Looking at the material below, count the lines that contain "window" and answer with the count only.

:: EXERCISE DATA

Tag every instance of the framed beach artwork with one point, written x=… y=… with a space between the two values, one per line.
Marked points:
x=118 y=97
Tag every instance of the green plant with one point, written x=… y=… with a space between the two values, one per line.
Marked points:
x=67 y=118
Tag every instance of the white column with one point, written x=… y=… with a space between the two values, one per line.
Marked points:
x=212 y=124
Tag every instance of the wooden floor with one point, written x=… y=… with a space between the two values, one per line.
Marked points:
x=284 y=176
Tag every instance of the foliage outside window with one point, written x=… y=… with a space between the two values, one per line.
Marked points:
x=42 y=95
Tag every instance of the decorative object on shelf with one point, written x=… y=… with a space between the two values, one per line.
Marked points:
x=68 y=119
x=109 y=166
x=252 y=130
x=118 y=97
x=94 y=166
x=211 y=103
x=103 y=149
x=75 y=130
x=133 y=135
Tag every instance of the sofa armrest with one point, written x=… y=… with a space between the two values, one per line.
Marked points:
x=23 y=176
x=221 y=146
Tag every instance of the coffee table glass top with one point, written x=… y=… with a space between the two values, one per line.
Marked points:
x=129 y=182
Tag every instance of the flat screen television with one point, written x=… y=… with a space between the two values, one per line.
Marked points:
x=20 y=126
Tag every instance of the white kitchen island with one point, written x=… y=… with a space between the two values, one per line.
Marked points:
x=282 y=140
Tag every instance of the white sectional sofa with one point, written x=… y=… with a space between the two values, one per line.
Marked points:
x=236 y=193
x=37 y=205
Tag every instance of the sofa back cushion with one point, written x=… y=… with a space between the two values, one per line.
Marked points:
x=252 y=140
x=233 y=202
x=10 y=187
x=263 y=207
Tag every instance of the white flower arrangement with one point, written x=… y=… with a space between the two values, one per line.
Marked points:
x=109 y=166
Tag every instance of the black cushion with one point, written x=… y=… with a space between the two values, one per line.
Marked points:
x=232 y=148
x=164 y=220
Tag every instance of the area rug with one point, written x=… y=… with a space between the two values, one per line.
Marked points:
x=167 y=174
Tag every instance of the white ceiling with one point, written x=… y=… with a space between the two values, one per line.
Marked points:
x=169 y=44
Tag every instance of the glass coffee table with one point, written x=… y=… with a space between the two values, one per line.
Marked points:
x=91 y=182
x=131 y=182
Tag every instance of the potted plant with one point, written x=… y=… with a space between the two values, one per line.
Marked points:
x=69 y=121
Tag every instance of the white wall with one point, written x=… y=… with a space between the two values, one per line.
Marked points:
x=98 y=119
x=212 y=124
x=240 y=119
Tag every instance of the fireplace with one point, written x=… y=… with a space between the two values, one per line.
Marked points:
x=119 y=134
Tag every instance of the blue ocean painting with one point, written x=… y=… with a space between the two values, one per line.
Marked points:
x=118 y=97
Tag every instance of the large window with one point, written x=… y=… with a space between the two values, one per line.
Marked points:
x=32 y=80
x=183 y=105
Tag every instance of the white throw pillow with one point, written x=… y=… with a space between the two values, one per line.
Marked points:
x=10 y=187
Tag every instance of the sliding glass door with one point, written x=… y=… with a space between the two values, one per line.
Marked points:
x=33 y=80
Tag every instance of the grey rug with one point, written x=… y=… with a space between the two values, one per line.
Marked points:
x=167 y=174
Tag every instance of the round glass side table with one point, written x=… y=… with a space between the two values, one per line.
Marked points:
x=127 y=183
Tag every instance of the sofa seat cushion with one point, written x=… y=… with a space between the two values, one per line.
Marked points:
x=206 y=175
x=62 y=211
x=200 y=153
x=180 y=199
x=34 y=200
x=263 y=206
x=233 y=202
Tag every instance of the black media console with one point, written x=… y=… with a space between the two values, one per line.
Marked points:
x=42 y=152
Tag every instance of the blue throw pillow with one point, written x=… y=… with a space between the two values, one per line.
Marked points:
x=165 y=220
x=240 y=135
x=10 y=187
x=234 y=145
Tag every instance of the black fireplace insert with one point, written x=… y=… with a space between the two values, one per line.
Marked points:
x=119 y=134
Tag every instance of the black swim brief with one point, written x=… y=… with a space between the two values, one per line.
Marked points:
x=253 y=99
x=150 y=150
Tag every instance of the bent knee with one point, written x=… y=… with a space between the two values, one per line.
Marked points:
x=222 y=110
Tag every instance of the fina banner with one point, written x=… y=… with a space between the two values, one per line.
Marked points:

::::
:: EXERCISE DATA

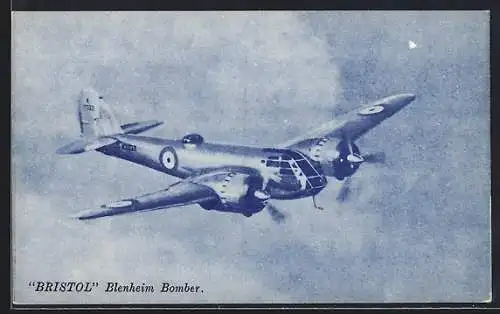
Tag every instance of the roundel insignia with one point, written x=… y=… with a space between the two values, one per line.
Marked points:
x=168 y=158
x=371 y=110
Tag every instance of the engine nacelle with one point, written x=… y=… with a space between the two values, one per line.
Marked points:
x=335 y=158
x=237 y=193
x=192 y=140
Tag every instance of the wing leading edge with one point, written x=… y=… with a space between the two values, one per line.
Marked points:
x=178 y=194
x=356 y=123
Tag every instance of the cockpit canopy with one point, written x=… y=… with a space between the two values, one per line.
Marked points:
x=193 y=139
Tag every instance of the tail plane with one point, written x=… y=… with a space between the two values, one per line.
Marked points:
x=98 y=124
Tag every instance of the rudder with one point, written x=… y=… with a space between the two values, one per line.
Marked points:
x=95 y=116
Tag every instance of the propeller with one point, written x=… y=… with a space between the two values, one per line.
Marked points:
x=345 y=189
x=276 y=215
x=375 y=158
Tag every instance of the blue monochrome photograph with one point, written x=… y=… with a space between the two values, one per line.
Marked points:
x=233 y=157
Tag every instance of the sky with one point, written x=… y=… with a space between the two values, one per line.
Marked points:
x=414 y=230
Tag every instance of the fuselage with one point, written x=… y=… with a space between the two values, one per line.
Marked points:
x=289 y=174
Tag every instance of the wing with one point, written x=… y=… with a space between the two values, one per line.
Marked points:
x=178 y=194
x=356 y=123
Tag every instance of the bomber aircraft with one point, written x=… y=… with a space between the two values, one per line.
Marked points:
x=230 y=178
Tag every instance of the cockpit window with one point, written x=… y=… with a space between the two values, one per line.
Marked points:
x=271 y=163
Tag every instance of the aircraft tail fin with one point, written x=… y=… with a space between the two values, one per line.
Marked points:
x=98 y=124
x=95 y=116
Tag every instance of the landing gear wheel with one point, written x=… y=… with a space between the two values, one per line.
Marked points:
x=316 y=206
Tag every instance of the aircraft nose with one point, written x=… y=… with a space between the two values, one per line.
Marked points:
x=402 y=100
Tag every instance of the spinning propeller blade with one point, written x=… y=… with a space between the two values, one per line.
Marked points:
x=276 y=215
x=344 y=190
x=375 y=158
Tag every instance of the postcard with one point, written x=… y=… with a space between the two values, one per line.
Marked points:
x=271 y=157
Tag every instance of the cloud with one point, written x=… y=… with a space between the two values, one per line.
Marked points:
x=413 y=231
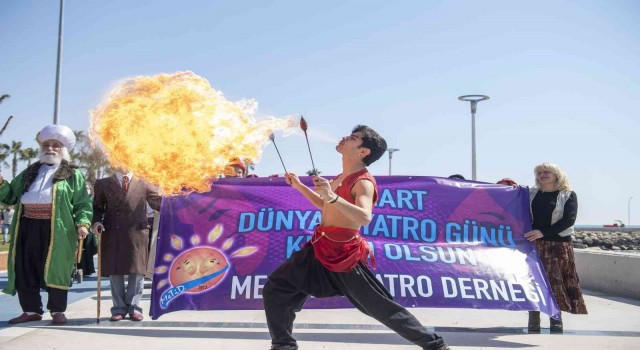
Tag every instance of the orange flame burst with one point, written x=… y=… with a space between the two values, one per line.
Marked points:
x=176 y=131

::::

*YOUR SOLUTION*. 3